··· Records shown
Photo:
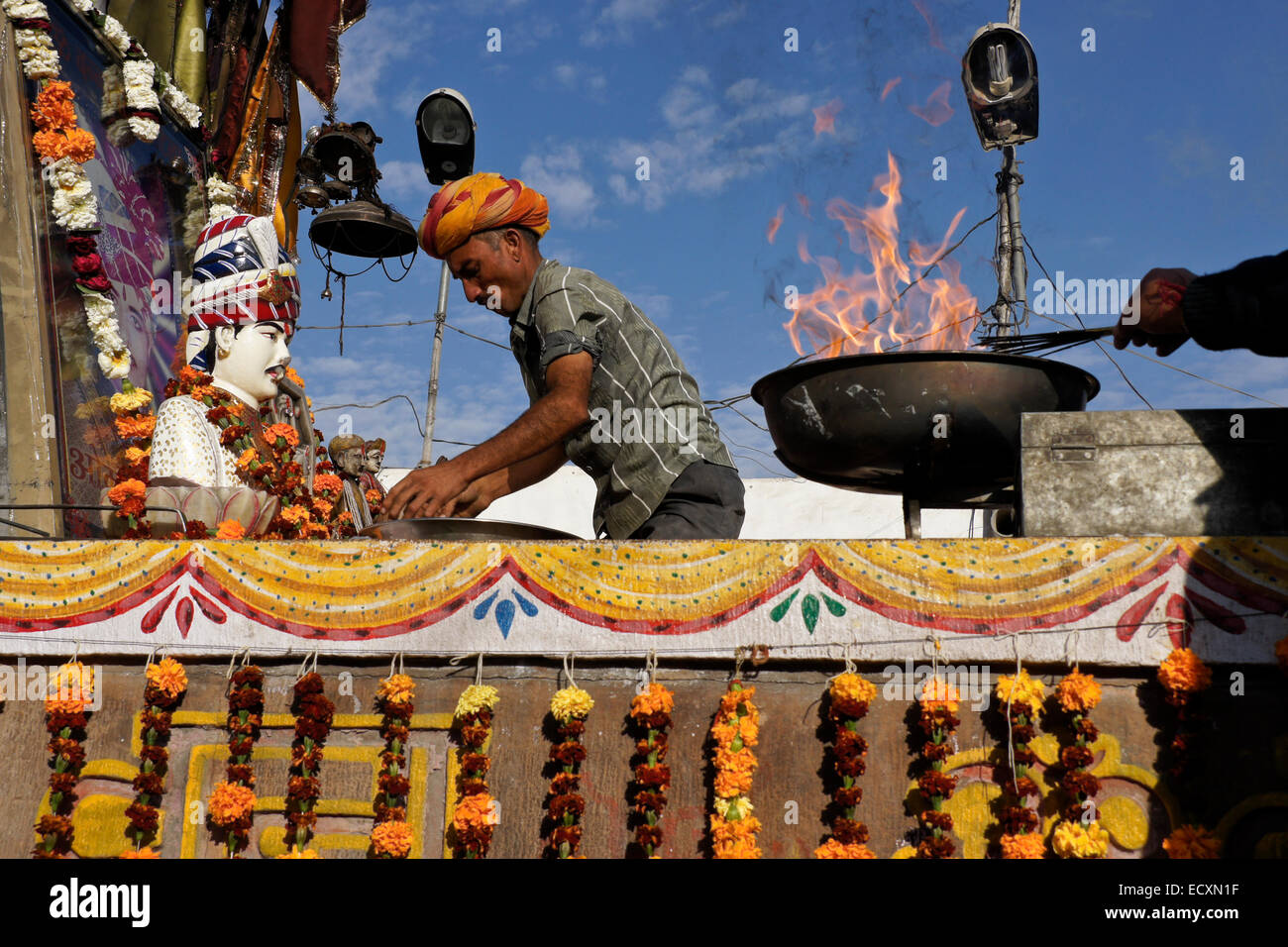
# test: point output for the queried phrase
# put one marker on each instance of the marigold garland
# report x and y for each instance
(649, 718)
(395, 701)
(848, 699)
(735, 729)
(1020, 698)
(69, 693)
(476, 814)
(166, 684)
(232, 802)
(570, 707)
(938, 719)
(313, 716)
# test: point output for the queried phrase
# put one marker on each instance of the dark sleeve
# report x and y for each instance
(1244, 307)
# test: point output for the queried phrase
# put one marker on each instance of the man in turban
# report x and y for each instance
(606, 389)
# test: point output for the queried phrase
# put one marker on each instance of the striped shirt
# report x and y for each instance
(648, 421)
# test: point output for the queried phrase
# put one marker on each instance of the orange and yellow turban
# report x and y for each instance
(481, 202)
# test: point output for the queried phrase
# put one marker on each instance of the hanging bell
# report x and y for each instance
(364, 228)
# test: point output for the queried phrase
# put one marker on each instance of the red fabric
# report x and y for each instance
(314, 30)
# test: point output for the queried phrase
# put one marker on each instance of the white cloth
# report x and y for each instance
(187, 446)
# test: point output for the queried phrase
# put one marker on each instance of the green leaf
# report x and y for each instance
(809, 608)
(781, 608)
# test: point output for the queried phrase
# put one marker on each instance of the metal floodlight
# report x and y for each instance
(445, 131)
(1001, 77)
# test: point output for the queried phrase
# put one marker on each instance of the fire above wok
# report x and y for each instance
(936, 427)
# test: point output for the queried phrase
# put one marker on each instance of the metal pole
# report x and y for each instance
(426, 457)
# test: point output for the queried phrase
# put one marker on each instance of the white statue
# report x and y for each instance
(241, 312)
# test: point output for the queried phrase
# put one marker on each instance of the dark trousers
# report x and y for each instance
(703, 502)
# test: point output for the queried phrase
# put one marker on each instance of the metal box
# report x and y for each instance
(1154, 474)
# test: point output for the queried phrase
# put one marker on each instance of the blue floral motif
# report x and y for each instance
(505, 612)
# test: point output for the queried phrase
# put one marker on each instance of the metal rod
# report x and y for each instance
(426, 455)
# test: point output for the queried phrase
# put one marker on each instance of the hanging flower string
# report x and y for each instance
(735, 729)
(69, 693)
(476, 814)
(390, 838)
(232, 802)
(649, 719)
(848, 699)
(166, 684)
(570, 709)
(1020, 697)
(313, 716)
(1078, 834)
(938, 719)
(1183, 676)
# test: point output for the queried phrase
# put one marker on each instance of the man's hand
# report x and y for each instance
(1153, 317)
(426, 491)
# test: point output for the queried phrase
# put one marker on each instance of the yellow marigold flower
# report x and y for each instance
······
What is being asked ::
Make an exact copy of every entry above, minus the images.

Solution to this exercise ::
Photo:
# test: point output for the queried phrase
# put one marker on each instance of the marigold garland
# report x and y for each instance
(649, 718)
(395, 701)
(848, 699)
(735, 729)
(1020, 698)
(69, 693)
(476, 814)
(166, 684)
(232, 802)
(570, 707)
(938, 719)
(313, 716)
# test: point output for the queried phrase
# put one marker on each instance of the dark sleeve
# report x and y for each instance
(1244, 307)
# test: point output for the queried phrase
# put one marker on each instance of the man in turban
# report x and y for each instance
(606, 389)
# test: point output for the queried phrase
# put one marker on each instance of the striped shirt
# report x and y for each instance
(648, 421)
# test: point output for the queried phrase
# put one marker on each instance of the orange and yellow turban
# report x and y for each instance
(481, 202)
# test: point output for the queried phrase
# put one marker on each instance of the hanging bell
# report x and y for each instance
(364, 228)
# test: point output for the queried phrase
# put one marker on each instance of the red fabric
# report x and y for each instance
(314, 30)
# test: point output for the queried phrase
# put one marker on each instance of the white cloth
# report x and y for each instance
(187, 446)
# test: point output for the queried phrase
# put one marker on each instance of the green leaf
# report x and y for each instance
(809, 608)
(781, 608)
# test: point output for the queried phrase
# put one marker on each instance of the metal floodlight
# report x and y for each instance
(445, 131)
(1001, 77)
# test: point output for the queried phrase
# put one marker on each instance of the fire above wok
# report x and y for each instance
(936, 427)
# test: point output for the queried phrase
# put one marker on each instance of the metal pole
# report x and y for each instance
(426, 457)
# test: point output for the queried phrase
# put one marker on each instance of the white statue
# report x and y for each instance
(241, 312)
# test: point output for the queried phrase
# put one marker on each instance of the dark trousers
# report x and y for each instance
(703, 502)
# test: point output for the queried phrase
# put one marker on each instance of the metal box
# report x and y for each instance
(1154, 474)
# test: point output for the queried phrase
# put one marker on each instance of the blue floral motif
# report x and y for each instance
(505, 612)
# test: point output for the queried phrase
# put one marker on each instance of the metal rod
# report x and y for each instance
(426, 455)
# test: point output for the queried phrase
# put one marker on each instance of the hanging flower string
# report x and y for each instance
(735, 729)
(69, 693)
(476, 814)
(390, 838)
(232, 802)
(649, 719)
(848, 699)
(166, 684)
(570, 709)
(1020, 697)
(313, 716)
(1078, 834)
(938, 719)
(1183, 676)
# test: point output for the queried phrase
# put one marker on each instance of the man's hand
# report x and y for each instance
(1153, 317)
(426, 491)
# test: point output for the queried phrase
# put one marker on each instance of the yellow marigold flower
# report x and y for each instance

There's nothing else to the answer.